Next, I describe a world in which divergence turns to conflict, especially as great powers compete for resources and dominance. China and Russia clearly want to establish regional areas that they dominate. Part of that is the kind of conflict that exists historically between opposing political systems, similar to what we saw during the Cold War. It is the global struggle between the forces of authoritarianism and the forces of democratization. Illiberal regimes build closer alliances with each other. They invest more in the economy of others. At the other end, democratic governments build closer alliances with each other. The walls go up. Korea was the first major battlefield of the Cold War. Ukraine could be the first battleground in what is proving to be a long struggle between diametrically opposed political systems.
But something bigger is happening today, different from the great power struggles of the past, different from the Cold War. This is not just a political or economic conflict. It is a conflict over politics, economics, culture, status, psychology, morality and religion all rolled into one. More specifically, it is a rejection of Western ways by hundreds of millions of people on a wide range of fronts.
To define this conflict most generously, I would say it is the difference between the West’s emphasis on personal dignity and much of the rest of the world’s emphasis on communal cohesion. But that’s not all that’s going on here. What is important is how these old and normal cultural differences are fanned by autocrats who want to expand their power and sow chaos in the democratic world. Authoritarian leaders now routinely weaponize cultural differences, religious tensions, and status resentments in order to mobilize supporters, attract allies, and expand their own power. It is cultural difference transformed by resentment of status into culture war.
Some people have revived Samuel Huntington’s clash of civilizations theory to capture what is going on. Huntington was right to say that ideas, psychology and values guide history as much as material interests. But these cleavages do not collapse along the clear civilizational lines described by Huntington.
In fact, what haunts me the most is that this rejection of Western liberalism, individualism, pluralism, gender equality and all the rest is not only happening between nations but also within within nations. The status resentment against Western cultural, economic and political elites flowing from the mouths of illiberal leaders like Putin and Modi and the Brazilian Jair Bolsonaro is much like the status resentment flowing from the mouths of the Trumpian right, the French right , of the Italian and Hungarian right.
There’s a lot of complexity here – the Trumpians obviously have no love for China – but sometimes, when I look at world affairs, I see a giant, global maximalist version of America’s familiar competition between Reds and Blues. In America, we have divided along regional, educational, religious, cultural, generational, and urban/rural lines, and now the world is fragmenting in ways that often seem to mimic our own. The paths populists prefer may differ and their nationalist passions are often in conflict, but what they are revolting against is often the same thing.
How to win a global culture war in which differing views on secularism and gay rights parades are intertwined with nuclear weapons, global trade flows, status resentments, toxic masculinity and authoritarian power grabs ? This is the impasse in which we find ourselves today.

◆ **Extracted data**

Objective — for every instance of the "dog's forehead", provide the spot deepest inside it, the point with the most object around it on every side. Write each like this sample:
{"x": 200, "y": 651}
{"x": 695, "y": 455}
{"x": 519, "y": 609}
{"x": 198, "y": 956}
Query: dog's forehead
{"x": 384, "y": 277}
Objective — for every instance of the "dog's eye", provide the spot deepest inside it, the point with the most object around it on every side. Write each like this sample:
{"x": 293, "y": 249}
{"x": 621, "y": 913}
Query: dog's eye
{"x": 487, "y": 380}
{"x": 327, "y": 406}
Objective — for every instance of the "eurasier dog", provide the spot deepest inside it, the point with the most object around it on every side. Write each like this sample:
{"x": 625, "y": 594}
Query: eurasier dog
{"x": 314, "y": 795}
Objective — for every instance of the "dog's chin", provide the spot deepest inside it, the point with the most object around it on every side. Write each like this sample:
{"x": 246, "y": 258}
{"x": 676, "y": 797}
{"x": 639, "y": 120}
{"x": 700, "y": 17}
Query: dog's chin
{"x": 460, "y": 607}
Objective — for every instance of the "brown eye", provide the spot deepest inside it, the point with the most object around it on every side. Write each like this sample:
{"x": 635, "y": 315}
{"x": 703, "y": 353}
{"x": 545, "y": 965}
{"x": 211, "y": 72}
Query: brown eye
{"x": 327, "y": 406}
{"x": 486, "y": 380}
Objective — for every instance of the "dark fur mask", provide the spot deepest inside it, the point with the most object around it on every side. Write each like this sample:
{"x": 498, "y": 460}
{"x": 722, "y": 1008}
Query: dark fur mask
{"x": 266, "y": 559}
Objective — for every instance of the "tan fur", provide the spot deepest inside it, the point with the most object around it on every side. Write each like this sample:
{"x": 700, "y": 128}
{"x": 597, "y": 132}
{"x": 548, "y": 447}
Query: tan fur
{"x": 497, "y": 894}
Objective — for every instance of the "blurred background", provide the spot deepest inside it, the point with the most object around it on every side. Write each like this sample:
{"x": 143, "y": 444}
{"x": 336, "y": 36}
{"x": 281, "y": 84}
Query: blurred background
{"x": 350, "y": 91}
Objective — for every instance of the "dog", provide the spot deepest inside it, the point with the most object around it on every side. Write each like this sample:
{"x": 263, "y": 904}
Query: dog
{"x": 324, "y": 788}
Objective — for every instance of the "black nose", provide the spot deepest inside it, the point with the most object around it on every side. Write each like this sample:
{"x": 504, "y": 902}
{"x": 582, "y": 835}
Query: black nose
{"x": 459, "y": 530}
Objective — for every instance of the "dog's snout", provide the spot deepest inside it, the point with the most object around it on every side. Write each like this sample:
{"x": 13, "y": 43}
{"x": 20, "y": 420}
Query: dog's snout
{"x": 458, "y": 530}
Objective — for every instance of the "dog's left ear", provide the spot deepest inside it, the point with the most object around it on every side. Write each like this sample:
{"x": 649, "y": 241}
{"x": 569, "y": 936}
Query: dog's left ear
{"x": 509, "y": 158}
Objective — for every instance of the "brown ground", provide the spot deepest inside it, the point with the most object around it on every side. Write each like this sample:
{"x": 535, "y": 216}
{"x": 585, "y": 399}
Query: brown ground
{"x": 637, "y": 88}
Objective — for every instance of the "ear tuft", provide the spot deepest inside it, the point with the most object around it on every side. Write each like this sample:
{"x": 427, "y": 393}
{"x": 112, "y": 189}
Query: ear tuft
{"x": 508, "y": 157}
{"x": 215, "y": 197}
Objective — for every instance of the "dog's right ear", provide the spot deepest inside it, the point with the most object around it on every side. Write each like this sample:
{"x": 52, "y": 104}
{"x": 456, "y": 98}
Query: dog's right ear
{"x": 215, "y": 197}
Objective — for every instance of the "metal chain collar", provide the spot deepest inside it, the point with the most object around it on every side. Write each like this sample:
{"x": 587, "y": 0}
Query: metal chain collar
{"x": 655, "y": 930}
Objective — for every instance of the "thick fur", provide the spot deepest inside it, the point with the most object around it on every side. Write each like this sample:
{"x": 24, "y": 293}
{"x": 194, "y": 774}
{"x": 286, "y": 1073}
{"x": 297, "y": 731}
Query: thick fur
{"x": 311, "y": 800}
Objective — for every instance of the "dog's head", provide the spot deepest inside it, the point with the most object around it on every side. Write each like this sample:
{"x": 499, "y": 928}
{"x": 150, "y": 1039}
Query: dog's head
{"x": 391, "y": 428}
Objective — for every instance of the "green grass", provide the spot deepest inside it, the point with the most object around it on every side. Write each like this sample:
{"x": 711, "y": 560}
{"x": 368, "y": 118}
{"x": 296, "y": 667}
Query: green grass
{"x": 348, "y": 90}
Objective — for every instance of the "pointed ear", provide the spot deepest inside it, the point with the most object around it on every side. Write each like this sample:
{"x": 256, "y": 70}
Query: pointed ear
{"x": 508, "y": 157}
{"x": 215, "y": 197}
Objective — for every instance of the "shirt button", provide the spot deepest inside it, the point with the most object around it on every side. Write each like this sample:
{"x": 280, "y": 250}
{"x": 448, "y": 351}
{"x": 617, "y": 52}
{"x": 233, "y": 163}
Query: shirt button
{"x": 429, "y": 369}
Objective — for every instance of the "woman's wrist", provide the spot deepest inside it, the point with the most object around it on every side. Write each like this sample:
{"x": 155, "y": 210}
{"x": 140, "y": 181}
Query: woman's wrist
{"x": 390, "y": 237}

◆ **Directions**
Please list every line along which the essay on global culture war says America has divided. You won't need the entries to do this.

◆ **Answer section**
- Regional
- Educational
- Religious
- Cultural
- Generational
- Urban/rural